» Task goal
Copy the lines of the items word for word, starting with the line that contains "Ground sky —" and running through the final line of the items.

Records from a dataset
* * *
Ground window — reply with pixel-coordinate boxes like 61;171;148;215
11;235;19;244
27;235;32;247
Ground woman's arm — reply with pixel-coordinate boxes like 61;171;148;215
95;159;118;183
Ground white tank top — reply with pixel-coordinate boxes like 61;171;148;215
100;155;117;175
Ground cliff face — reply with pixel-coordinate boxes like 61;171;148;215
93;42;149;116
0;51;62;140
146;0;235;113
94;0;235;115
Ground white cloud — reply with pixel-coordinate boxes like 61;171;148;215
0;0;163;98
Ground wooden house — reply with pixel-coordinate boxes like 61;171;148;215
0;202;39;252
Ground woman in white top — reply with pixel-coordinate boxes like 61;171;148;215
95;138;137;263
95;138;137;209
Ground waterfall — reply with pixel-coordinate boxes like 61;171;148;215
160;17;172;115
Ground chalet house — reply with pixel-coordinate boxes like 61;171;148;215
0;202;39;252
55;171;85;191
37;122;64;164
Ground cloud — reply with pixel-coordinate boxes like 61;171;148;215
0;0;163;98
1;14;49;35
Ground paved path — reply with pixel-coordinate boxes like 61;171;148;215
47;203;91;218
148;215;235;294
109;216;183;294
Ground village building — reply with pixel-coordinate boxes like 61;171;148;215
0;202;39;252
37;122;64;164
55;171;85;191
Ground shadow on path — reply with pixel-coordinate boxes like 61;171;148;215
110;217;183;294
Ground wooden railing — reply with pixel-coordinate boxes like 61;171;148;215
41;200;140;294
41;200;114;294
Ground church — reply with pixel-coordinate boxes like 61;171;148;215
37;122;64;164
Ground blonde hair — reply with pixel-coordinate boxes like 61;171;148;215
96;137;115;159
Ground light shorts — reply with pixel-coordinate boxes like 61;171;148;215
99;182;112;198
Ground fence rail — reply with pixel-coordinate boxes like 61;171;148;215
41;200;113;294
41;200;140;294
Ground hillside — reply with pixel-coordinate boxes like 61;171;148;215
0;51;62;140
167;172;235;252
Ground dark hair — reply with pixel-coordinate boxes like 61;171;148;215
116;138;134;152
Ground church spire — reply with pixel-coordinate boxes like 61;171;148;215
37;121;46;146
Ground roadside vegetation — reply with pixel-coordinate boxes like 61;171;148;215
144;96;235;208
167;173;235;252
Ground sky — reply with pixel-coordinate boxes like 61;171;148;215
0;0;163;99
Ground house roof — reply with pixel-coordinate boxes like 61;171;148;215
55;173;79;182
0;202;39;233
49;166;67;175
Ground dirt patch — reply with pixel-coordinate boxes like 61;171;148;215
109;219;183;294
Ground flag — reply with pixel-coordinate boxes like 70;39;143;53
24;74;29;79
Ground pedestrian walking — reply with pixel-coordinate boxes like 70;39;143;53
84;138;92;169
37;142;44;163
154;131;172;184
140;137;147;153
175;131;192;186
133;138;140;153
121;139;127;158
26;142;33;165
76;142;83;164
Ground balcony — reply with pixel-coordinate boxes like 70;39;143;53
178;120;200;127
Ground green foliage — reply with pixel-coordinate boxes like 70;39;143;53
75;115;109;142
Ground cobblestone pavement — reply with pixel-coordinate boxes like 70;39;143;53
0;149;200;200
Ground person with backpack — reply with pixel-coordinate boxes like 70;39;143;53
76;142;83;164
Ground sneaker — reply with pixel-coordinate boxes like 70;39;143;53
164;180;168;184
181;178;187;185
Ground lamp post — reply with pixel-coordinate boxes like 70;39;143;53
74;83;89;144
* * *
» Task solution
Ground sky — reply with pixel-coordinate boxes like 61;171;148;215
0;0;163;99
Ground house roof — reply with pixel-coordinate boxes like 61;171;148;215
55;173;79;182
0;202;39;233
49;166;67;175
Ground dirt patch — reply with pixel-coordinate boxes like 61;171;148;215
109;219;183;294
Ground flag — reply with pixel-coordinate boxes like 70;39;143;53
24;74;29;79
Ground pedestrian walking — reply with pixel-coordinate boxes like 70;39;143;53
84;138;92;169
37;142;44;163
154;131;172;184
140;137;147;153
175;131;192;186
133;138;140;153
121;139;127;158
26;142;33;165
76;142;83;164
Ground balcony — reply with pixel-coordinate boxes like 70;39;143;53
178;120;200;127
Ground green foliage — reply with pixel-coordinate boxes like 70;39;143;53
75;115;109;142
Ground cobblestone pavement — reply with pixel-coordinate boxes like 70;39;143;53
0;149;200;200
Ground person with backpack — reply with pixel-coordinate boxes like 70;39;143;53
76;142;83;164
Ground sneaker — reply with pixel-coordinate boxes like 70;39;143;53
164;180;168;184
181;178;187;185
Ground lamp post — reply with pixel-coordinate boxes like 70;39;143;53
74;83;89;144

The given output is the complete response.